> HOW TO COMPLETE THIS TASK: Search the records for the string "pedestrian", then copy each line that has it.

Free-text object descriptions:
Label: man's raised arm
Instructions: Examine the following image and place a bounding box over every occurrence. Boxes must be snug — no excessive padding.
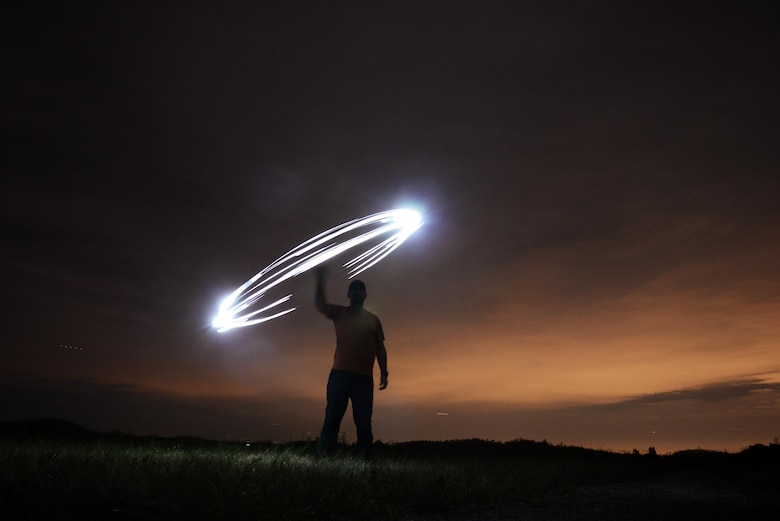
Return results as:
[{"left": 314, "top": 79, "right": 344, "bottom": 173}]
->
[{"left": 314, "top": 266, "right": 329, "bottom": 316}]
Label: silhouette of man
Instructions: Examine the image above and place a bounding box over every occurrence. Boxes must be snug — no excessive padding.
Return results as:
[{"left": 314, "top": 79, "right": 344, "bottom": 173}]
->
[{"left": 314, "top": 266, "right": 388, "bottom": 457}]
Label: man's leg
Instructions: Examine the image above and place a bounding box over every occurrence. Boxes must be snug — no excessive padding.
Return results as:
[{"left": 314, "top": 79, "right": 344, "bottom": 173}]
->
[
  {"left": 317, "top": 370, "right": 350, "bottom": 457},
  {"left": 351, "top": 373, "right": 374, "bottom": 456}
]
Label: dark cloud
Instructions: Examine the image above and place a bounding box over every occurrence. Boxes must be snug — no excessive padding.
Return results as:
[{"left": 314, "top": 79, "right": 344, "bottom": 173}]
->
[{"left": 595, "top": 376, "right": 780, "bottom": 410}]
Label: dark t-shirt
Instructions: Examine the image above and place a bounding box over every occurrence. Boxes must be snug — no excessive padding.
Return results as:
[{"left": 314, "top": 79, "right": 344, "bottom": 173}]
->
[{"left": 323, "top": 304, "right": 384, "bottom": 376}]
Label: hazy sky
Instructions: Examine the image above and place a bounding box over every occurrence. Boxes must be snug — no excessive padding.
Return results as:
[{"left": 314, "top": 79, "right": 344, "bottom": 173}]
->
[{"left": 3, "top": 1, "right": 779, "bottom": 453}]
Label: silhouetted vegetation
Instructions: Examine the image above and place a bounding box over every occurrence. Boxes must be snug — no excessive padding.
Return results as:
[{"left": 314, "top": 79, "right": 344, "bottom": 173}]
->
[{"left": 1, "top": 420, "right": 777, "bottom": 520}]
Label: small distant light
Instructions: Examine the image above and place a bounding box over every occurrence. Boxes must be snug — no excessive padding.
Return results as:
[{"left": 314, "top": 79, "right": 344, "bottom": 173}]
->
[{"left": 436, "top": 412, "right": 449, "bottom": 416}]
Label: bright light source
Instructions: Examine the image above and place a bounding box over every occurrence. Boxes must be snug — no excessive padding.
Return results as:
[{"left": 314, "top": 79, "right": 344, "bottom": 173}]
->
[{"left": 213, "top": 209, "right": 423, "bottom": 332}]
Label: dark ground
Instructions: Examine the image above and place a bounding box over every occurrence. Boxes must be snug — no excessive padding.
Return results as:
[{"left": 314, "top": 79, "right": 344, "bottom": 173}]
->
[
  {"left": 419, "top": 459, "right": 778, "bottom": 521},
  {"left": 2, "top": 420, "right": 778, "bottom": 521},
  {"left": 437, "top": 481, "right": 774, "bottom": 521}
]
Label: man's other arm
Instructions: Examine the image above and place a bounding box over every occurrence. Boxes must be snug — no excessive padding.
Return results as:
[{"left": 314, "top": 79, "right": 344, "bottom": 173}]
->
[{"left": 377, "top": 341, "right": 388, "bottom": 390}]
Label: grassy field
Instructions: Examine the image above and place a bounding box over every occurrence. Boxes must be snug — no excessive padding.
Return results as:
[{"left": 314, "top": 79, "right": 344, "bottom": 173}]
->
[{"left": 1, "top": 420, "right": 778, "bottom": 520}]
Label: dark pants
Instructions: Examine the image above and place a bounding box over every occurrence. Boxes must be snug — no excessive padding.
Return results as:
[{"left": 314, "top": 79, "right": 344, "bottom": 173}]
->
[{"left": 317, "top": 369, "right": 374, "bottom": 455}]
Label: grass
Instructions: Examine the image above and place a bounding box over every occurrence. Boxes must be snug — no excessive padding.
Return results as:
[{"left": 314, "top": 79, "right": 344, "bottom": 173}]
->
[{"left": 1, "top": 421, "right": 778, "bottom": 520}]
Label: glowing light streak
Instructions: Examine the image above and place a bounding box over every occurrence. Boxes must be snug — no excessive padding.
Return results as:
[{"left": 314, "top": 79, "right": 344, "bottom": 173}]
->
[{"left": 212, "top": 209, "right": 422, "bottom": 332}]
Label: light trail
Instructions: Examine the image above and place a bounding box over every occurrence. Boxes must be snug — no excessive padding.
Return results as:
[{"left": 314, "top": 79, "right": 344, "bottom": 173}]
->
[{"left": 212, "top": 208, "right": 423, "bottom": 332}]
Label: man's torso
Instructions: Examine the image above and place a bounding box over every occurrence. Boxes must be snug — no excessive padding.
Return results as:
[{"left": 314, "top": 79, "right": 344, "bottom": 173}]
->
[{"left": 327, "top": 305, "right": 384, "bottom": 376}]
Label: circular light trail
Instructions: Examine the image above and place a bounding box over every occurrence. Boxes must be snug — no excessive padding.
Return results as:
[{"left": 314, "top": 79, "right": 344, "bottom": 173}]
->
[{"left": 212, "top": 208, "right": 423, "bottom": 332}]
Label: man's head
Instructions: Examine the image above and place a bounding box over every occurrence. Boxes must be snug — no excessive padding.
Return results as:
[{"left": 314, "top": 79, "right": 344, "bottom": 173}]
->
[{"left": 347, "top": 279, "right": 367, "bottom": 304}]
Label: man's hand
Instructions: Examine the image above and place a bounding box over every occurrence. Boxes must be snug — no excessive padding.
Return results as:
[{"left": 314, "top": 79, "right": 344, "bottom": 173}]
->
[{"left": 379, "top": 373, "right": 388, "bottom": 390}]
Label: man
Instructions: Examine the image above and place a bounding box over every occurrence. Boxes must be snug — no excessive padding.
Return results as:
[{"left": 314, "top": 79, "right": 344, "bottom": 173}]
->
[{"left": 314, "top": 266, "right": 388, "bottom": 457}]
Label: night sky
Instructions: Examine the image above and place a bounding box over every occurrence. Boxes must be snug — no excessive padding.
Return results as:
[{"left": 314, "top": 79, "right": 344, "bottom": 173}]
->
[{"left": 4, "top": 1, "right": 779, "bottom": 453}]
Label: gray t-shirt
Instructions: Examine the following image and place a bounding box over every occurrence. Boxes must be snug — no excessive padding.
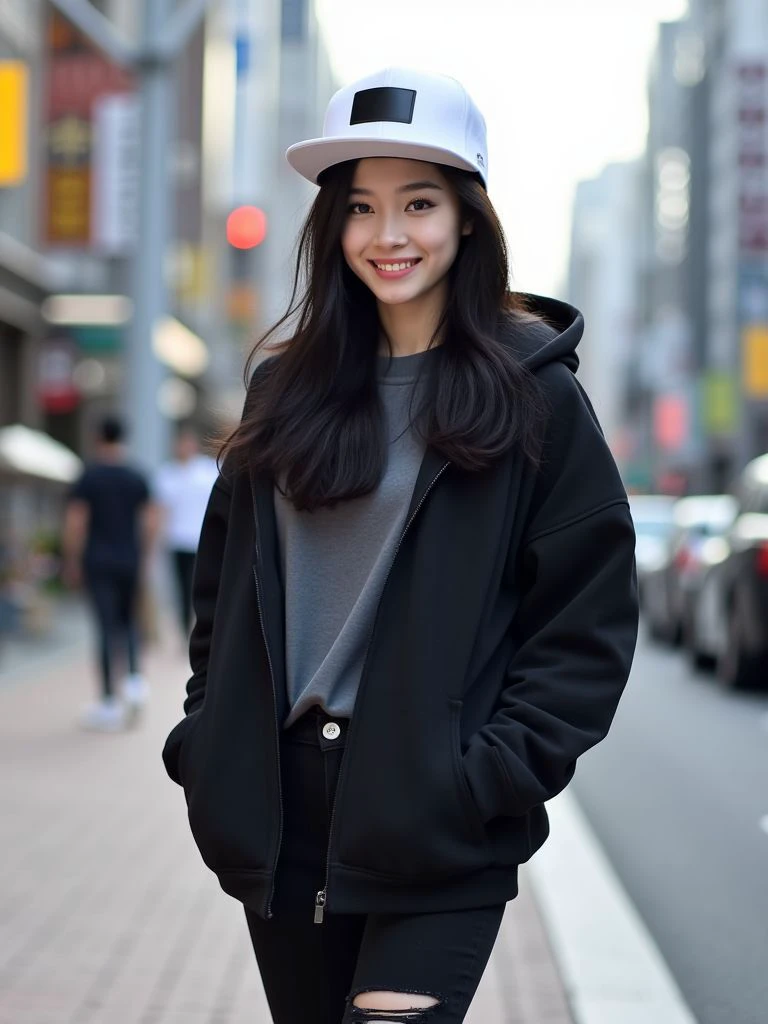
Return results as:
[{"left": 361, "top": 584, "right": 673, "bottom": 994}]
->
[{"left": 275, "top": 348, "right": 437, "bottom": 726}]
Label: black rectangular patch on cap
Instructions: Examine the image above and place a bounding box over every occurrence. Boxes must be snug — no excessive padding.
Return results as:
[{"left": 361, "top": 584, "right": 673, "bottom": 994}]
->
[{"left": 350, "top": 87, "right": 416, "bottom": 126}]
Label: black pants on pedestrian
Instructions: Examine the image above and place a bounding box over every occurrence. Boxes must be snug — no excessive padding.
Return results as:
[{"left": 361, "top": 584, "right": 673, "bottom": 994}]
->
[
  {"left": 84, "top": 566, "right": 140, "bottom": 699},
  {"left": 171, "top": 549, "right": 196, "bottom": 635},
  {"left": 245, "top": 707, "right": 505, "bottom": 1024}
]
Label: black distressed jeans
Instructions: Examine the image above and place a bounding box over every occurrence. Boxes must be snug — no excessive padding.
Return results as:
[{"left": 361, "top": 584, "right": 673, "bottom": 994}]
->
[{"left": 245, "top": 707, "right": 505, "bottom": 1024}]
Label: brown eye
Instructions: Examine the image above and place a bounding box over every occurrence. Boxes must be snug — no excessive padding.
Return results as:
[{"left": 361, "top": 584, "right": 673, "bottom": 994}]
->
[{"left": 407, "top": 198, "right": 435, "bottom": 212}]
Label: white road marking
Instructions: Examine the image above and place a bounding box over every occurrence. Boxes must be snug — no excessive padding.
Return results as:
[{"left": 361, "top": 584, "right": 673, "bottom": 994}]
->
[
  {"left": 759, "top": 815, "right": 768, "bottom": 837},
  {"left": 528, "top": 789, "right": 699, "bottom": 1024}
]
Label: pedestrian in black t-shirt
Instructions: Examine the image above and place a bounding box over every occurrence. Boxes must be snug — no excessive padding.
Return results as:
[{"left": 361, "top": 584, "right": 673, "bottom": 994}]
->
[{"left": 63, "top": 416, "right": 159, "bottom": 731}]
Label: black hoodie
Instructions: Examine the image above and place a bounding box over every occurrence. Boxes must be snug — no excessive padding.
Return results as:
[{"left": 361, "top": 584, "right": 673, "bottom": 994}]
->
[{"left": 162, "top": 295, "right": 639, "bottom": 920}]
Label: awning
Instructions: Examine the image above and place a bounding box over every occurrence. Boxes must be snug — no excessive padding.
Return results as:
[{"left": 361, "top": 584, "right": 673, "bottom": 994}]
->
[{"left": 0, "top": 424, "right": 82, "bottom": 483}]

> ANSWER BOX:
Label: black pants on pedestrian
Label: pedestrian in black t-shirt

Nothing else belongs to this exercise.